### JOBS
[1] Could you condense the paragraph of the essay on film romance that begins "The tragedy for the male psyche" into a short list, keeping its main facts?
[2] What might come next in the essay on film romance? Write a continuation that picks up right after its final sentence.

### DOCUMENT SEGMENT

[start]

At first, all is well for our hopeless romantic, but he soon learns that for every trait he bakes into his creation, she exhibits something messy. Something human. Her outgoing personality compliments his own introversion, and wins over his family. But, when she becomes saddened by how much time he spends reading and writing, rather than with her, which makes her sad and distant, he rewrites her emotions into a happy state. When her fabricated attentiveness unintentionally turns her into a manic-clingy girlfriend, his edits to her personhood spiral downward. The ease of the relationship turns shaky and he is incapable of dealing with it. His attempts to morph her into a being who can meet his every need, with few demands on himself, backfires. To his devastation, every effort to re-correct for her human-ness, creates more difficulties. When she learns the ultimate reality surrounding her existence, his absolute manipulation, she disappears, and he learns a truth that is difficult for his malformed psyche to integrate–romantic partners are complex, wonderful, and terrifying beings.

They’re people, not ideas. They don’t exist as accessories, means to one’s grasping ends.

The tragedy for the male psyche in 500 Days of Summer indents early in the central character’s youth. The film’s narrator informs us upfront that “this is a story of boy meets girl. The boy, Tom Hansen of Margate, New Jersey, grew up believing that he’d never truly be happy until the day he met ‘the one.’” The narrator suggests that Tom falls prey to this myth as a result of “early exposure to sad British pop music and a total misreading of the movie The Graduate.” This self-referential introduction, arguably, tells the audience what we’re about to watch is another attempt to subvert the MPDG myth. It’s there if you’re looking for it, but if the viewer isn’t careful, the film further inculcates the dangerous paradigm it seeks to challenge. Untrained hearts may be led to believe that Tom is a person to emulate. His frustrations resonate with young over-idealizing minds, stroking their immature egos. Joseph Gordon-Levitt, who portrays Tom Hansen, cautions these fans who may idolize its romantic hero, pointing out that the character is “selfish…he develops a mildly delusional obsession over a girl onto whom he projects all these fantasies. He thinks she’ll give his life meaning because he doesn’t care about much else going on in his life.”

[end]

### EXCERPTED DATA
[start]

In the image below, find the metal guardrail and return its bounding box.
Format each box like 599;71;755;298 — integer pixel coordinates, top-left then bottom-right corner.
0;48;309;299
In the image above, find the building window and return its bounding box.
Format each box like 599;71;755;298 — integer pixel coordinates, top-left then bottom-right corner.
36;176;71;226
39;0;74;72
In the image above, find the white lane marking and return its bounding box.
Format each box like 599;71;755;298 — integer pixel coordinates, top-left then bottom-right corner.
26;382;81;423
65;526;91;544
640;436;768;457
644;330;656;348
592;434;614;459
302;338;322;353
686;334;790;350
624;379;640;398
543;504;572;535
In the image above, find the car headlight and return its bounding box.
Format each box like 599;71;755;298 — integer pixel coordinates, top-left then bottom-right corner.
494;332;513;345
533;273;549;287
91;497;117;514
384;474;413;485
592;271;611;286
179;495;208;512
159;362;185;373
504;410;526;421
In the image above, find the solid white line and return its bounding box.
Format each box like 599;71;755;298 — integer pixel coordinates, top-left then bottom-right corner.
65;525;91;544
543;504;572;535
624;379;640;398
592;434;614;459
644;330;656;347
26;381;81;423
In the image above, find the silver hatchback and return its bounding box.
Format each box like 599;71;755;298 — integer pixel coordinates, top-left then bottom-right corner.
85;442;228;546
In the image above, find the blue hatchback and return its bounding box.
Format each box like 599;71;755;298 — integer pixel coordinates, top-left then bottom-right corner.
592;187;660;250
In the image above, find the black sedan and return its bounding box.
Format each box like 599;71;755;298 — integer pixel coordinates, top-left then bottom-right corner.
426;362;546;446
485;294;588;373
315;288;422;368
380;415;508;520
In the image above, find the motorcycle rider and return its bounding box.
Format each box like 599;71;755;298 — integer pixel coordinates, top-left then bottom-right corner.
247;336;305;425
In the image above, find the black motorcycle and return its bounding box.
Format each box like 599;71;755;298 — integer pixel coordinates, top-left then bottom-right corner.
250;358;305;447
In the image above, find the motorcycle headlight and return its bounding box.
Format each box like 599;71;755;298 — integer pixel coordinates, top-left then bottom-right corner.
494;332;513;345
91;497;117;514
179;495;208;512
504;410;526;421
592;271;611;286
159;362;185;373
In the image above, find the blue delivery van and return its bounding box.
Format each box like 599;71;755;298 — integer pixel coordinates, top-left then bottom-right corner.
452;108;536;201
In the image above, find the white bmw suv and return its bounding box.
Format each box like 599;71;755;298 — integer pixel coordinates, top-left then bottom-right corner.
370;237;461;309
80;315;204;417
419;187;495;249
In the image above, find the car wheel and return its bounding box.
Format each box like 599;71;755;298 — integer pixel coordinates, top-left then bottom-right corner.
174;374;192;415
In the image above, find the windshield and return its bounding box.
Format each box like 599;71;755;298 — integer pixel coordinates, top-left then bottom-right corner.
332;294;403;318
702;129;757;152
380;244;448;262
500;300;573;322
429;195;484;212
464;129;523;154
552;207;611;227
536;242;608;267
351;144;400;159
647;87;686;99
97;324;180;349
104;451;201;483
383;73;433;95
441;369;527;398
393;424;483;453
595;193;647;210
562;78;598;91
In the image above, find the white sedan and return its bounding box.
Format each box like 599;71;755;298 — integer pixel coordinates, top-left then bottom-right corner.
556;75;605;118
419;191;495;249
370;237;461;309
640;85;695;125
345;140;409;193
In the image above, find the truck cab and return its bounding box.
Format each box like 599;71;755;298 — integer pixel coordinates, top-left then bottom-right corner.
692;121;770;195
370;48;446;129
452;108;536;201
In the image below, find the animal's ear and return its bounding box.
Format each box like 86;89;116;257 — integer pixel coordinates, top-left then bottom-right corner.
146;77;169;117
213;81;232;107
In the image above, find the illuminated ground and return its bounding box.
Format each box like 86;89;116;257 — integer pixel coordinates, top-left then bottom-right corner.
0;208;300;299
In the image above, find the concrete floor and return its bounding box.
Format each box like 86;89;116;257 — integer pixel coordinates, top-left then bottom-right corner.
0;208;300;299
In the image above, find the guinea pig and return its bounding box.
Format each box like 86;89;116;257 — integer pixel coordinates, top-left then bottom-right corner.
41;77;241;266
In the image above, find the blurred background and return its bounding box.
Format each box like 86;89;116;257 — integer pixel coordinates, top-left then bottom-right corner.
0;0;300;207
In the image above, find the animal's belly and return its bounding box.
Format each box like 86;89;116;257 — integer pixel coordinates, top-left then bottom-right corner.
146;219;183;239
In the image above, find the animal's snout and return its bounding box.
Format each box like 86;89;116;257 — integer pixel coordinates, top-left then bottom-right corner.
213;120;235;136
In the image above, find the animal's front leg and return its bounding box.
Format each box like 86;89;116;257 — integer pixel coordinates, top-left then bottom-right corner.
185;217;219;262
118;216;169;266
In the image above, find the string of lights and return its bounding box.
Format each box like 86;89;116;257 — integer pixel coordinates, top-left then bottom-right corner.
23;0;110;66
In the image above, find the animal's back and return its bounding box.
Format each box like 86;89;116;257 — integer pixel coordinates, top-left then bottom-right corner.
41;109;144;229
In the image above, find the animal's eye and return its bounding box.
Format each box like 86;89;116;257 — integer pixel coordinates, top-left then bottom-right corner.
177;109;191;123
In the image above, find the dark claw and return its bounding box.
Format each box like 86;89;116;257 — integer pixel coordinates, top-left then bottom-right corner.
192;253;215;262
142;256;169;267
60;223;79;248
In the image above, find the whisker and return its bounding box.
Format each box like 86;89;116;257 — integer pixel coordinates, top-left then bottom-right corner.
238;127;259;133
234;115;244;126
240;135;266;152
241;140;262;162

[end]

### EXERCISE ANSWERS
[1]
- In *500 Days of Summer*, the damage to the male psyche starts early in the central character's youth.
- The narrator calls it "a story of boy meets girl." Tom Hansen of Margate, New Jersey, grew up believing he would never truly be happy until he met "the one."
- The narrator blames this belief on "early exposure to sad British pop music and a total misreading of the movie The Graduate."
- This self-referential opening arguably signals that the film is another attempt to subvert the MPDG myth.
- Careless viewers may miss that signal. For them, the film reinforces the paradigm it means to challenge and presents Tom as someone to emulate, flattering young, over-idealizing minds.
- Joseph Gordon-Levitt, who plays Tom, warns such fans that the character is "selfish." In his words, Tom develops "a mildly delusional obsession over a girl onto whom he projects all these fantasies," expecting her to give his life meaning because he cares little about anything else.

[2]
All this to show us that the films we consume matter. They hardly exist just to entertain. They brand themselves on us, particularly at young ages. If we’re not given the proper tools, we may also ‘misread’ the media we devour.

Tom endures a long struggle to mature his view of love, losing his dream girl, weathering all the stages of grief, and eventually, finds within himself that he must create happiness on his own. He takes the steps necessary to land his dream job, indicating he has found that “something else” in his life. The film’s ending remains somewhat ambiguous, though. With the rather dream-like introduction to a woman named Autumn, while interviewing with an architecture firm, we wonder if Tom hasn’t learned his lesson at all, projecting, again, too many hopes onto a potential romantic partner.

The most problematic element of the MPDG isn’t that she’s a crippling fantasy, it’s that we take the symbolic literally.

Contemporary western culture doesn’t use metaphorical thinking enough and suffers from an incredible miseducation surrounding mythology. We are inundated with naturalism and literalism. Just as many abandon religion because the metaphysics contradict naturalistic sciences, we’ve become frustrated with the socially-regressive MPDG storylines because they contradict our social sciences, or at least, our social consciences. This trope ceases to injure romantic partnering and becomes empowering when understood through a mythological lens.

“When she learns the ultimate reality surrounding her existence, his absolute manipulation, she disappears, and he learns a truth that is difficult for his malformed psyche to integrate–romantic partners are complex, wonderful, and terrifying beings.”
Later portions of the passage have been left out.